Provided records —

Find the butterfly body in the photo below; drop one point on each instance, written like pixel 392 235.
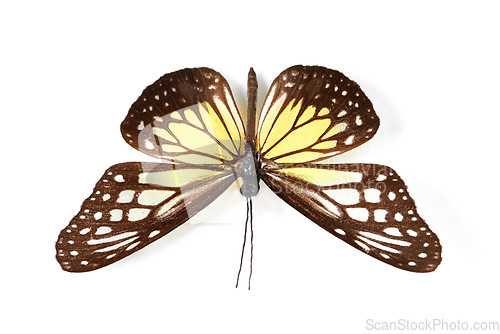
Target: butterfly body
pixel 247 169
pixel 188 119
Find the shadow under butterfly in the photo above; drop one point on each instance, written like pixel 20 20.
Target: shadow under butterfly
pixel 189 119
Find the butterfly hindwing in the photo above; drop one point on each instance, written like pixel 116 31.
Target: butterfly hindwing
pixel 365 205
pixel 312 113
pixel 132 205
pixel 188 116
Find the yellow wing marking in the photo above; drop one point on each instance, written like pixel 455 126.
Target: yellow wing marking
pixel 283 124
pixel 175 177
pixel 299 139
pixel 322 177
pixel 307 115
pixel 268 119
pixel 325 145
pixel 163 134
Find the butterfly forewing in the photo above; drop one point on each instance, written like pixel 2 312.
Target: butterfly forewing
pixel 365 205
pixel 312 113
pixel 134 204
pixel 188 116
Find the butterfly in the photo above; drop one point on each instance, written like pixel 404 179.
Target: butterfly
pixel 189 119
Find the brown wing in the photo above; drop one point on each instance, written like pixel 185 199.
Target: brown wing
pixel 365 205
pixel 132 205
pixel 188 116
pixel 312 113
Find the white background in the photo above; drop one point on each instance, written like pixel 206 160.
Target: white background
pixel 69 74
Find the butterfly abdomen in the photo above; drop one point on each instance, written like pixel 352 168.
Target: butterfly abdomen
pixel 246 169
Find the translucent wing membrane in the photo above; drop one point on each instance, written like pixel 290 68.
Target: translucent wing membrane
pixel 132 205
pixel 312 113
pixel 188 116
pixel 365 205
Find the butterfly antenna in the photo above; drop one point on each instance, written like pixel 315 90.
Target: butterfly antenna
pixel 251 240
pixel 244 242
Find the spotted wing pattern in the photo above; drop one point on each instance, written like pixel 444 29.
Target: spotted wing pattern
pixel 132 205
pixel 188 116
pixel 365 205
pixel 312 113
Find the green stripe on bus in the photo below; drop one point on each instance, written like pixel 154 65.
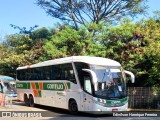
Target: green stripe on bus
pixel 113 101
pixel 39 93
pixel 23 85
pixel 69 85
pixel 37 85
pixel 58 86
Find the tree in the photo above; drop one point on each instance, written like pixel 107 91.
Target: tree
pixel 84 11
pixel 70 42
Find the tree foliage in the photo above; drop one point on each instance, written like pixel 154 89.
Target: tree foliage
pixel 135 45
pixel 96 11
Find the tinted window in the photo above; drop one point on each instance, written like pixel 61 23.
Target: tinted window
pixel 79 66
pixel 54 72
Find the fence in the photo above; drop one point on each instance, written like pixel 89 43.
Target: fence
pixel 143 97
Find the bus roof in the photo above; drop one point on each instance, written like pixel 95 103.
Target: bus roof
pixel 85 59
pixel 6 78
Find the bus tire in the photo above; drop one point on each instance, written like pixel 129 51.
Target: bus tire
pixel 73 108
pixel 31 101
pixel 26 100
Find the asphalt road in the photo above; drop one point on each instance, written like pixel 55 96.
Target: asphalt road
pixel 19 111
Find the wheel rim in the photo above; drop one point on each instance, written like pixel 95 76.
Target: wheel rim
pixel 31 101
pixel 73 107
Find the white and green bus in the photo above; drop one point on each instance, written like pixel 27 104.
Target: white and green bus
pixel 77 83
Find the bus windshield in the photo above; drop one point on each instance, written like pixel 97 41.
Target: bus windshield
pixel 110 82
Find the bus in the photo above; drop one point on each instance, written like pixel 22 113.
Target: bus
pixel 7 86
pixel 76 83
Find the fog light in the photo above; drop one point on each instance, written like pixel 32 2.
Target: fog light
pixel 99 110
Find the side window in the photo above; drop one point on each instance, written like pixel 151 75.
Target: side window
pixel 79 66
pixel 87 84
pixel 68 72
pixel 63 72
pixel 47 72
pixel 56 72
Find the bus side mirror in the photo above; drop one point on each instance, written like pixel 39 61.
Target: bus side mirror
pixel 131 75
pixel 94 77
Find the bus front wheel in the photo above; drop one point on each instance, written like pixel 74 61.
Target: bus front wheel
pixel 26 100
pixel 31 101
pixel 73 108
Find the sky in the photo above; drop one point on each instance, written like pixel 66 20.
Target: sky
pixel 25 13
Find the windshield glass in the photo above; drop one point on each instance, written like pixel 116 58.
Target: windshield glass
pixel 110 82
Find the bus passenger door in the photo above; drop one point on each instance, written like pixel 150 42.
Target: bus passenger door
pixel 61 99
pixel 87 94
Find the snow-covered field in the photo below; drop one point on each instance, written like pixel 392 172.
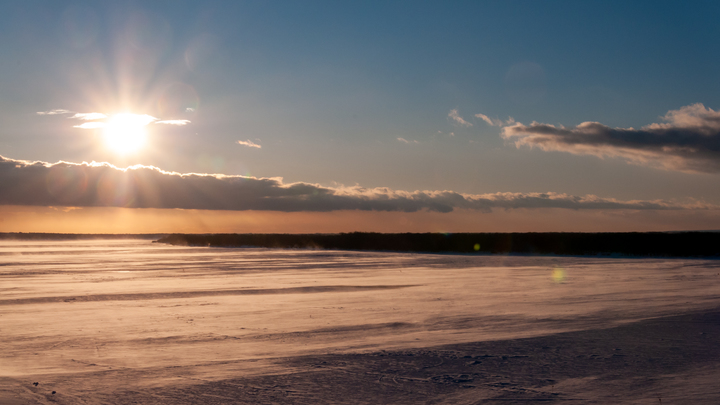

Directive —
Reproduce every row above with "drop one point" replaced by "place one point" and all other text unchanged. Omit the pictures from the output.

Solution to the problem —
Find the butterfly body in the photo below; place one point on each instance, written like pixel 392 235.
Target: butterfly body
pixel 247 169
pixel 188 119
Find the shadow under butterfly in the photo above; place one point on each instance, written like pixel 20 20.
Target: shadow under butterfly
pixel 189 119
Find the butterfly hindwing in the photo above; place one point on each instance, written like pixel 116 31.
Target: butterfly hindwing
pixel 365 205
pixel 312 113
pixel 132 205
pixel 188 116
Find the yellow wing marking in the photo above; place one point on each instance, written like pixel 455 126.
Target: yellow wing marking
pixel 283 124
pixel 175 177
pixel 299 139
pixel 322 177
pixel 307 115
pixel 268 119
pixel 325 145
pixel 163 134
Find the butterfly forewing in the photo above; place one point on each instance, written like pixel 2 312.
Target: butterfly forewing
pixel 365 205
pixel 312 113
pixel 134 204
pixel 188 116
Find the butterfly in the photo above; place one point on each instance, written like pixel 404 179.
Target: butterfly
pixel 189 119
Find the brown wing in the photo above; place one point on each instance, written like pixel 185 199.
Target: brown wing
pixel 365 205
pixel 132 205
pixel 188 116
pixel 312 113
Find the white background in the photo above; place one point on each instance, written like pixel 206 160.
Target: white background
pixel 69 74
Find the butterfly abdomen in the photo above; place one point on each instance, written like pixel 352 168.
Target: butterfly abdomen
pixel 246 169
Find the translucent wing membrane in the photo above; place one point on each instance, written like pixel 290 68.
Target: translucent wing membrane
pixel 132 205
pixel 312 113
pixel 188 116
pixel 365 205
Find the butterfly antenna in the photo above; place one point on each instance, written like pixel 315 90.
Target: butterfly antenna
pixel 251 240
pixel 244 242
Find the spotted wing pattern in the photo above; place one point on each instance, written like pixel 444 29.
Target: spotted wing pattern
pixel 132 205
pixel 188 116
pixel 365 205
pixel 312 113
Find the green stripe on bus in the photo below; place one point on each instance, written like pixel 154 65.
Target: green stripe on bus
pixel 113 101
pixel 39 93
pixel 23 85
pixel 69 85
pixel 37 85
pixel 58 86
Find the tree in the photo above; place one point on each instance, written like pixel 107 91.
Target: tree
pixel 84 11
pixel 70 42
Find the tree foliage in the photo above; place one point on each instance, written like pixel 154 89.
Target: tree foliage
pixel 135 45
pixel 96 11
Find the tinted window in the photo above; place one point on each instance, written like pixel 61 23.
Target: tinted window
pixel 79 66
pixel 54 72
Find the fence in the photo above; place one point on each instance, written like pixel 89 43.
Target: fence
pixel 143 97
Find the bus roof in the photo above; place one point on each instance, written like pixel 95 103.
Target: bus roof
pixel 85 59
pixel 6 78
Find the bus tire in the photo above; place one point on each instance, written like pixel 129 51.
Target: bus tire
pixel 73 108
pixel 31 101
pixel 26 100
Find the asphalt road in the photo above; place one point on each instance, written like pixel 55 96.
Target: asphalt road
pixel 19 111
Find the wheel rim in the photo above; place one point on each instance, written like pixel 95 76.
Target: wheel rim
pixel 31 101
pixel 73 107
Find the white and green bus in the photo above; place one point on each instance, written like pixel 27 104.
Target: white and green bus
pixel 77 83
Find the bus windshield in the photo above; place one point on each instance, written like pixel 97 41.
Target: bus windshield
pixel 110 82
Find the bus in the photo above; place one point on each instance, written like pixel 22 113.
Target: bus
pixel 7 86
pixel 76 83
Find the fog light in the photo above; place one point on each instance, written like pixel 32 2.
Target: fog light
pixel 99 110
Find the side window in the photo above; place one point on each instance, written like pixel 151 75.
Target: side window
pixel 79 66
pixel 87 84
pixel 68 72
pixel 63 72
pixel 47 72
pixel 56 72
Find the bus side mirror in the photo above; place one point on each instance, written like pixel 39 61.
Target: bus side mirror
pixel 131 75
pixel 94 77
Find the bus front wheel in the photo above; place one point on each instance, written like pixel 74 61.
Target: bus front wheel
pixel 26 100
pixel 31 101
pixel 73 108
Find the sky in the photo above; place one point on each instance, written like pixel 66 20.
Target: sky
pixel 25 13
Find the windshield glass in the photo above; place one point on each instance, written like pixel 116 58.
Target: windshield glass
pixel 110 82
Find the bus passenger door in the photo above; place one point on each instance, written like pixel 150 42.
Target: bus passenger door
pixel 61 99
pixel 87 94
Find the snow-covered field in the photo below; place one point on each instance, written like pixel 392 172.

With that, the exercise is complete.